Rewrite the lines of the entries below, from the line with "If you could tag the sky" to the line with "<point>186,30</point>", both included. Keep the request wording unchanged, multiply every point coordinate in the answers by 0.8 and round to whole numbers (halves round up), and give only those lines.

* BEGIN SOURCE RECORDS *

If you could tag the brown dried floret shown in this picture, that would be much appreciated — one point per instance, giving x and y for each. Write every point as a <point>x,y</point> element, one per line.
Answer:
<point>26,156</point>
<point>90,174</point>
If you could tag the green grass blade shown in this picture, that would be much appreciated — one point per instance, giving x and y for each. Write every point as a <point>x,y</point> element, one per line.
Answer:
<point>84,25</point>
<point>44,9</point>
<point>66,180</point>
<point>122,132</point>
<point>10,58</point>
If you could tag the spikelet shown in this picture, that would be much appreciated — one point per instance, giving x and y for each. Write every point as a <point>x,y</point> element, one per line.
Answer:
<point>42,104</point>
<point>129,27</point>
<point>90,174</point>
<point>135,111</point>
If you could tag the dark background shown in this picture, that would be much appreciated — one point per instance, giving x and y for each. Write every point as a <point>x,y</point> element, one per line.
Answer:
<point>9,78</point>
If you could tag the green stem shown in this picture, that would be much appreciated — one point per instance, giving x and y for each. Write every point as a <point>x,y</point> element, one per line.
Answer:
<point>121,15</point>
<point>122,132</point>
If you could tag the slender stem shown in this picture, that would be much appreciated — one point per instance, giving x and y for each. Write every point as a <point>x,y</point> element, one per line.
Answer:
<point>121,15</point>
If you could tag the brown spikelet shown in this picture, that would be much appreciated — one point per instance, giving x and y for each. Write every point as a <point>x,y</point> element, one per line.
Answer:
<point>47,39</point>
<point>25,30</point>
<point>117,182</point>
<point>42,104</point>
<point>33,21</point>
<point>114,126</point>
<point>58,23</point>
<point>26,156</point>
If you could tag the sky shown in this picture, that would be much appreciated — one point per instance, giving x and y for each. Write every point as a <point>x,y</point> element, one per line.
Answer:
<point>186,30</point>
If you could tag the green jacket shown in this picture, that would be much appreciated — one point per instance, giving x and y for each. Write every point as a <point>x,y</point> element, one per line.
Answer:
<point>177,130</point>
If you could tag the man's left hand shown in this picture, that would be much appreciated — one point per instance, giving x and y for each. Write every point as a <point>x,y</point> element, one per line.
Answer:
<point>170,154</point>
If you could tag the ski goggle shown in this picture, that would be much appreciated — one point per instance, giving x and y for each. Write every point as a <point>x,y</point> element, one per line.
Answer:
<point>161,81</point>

* END SOURCE RECORDS *

FINAL RESULT:
If you could tag the sky shown in this picture, that would be much appreciated — one point per instance, giving x and y for each. Write every point as a <point>x,y</point> element, one per line.
Answer:
<point>149,24</point>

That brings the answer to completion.